◆ TASK: Would you copy out every entry below word for word, changing nothing?

◆ DATA ENTRIES:

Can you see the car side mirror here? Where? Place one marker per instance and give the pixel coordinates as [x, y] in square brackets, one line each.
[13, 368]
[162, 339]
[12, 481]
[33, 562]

◆ ANSWER TO THIS PROBLEM:
Can you see the car side mirror here? Where? Place one marker per instance and give the pixel coordinates as [x, y] in square brackets, one line each.
[13, 368]
[162, 339]
[12, 481]
[33, 562]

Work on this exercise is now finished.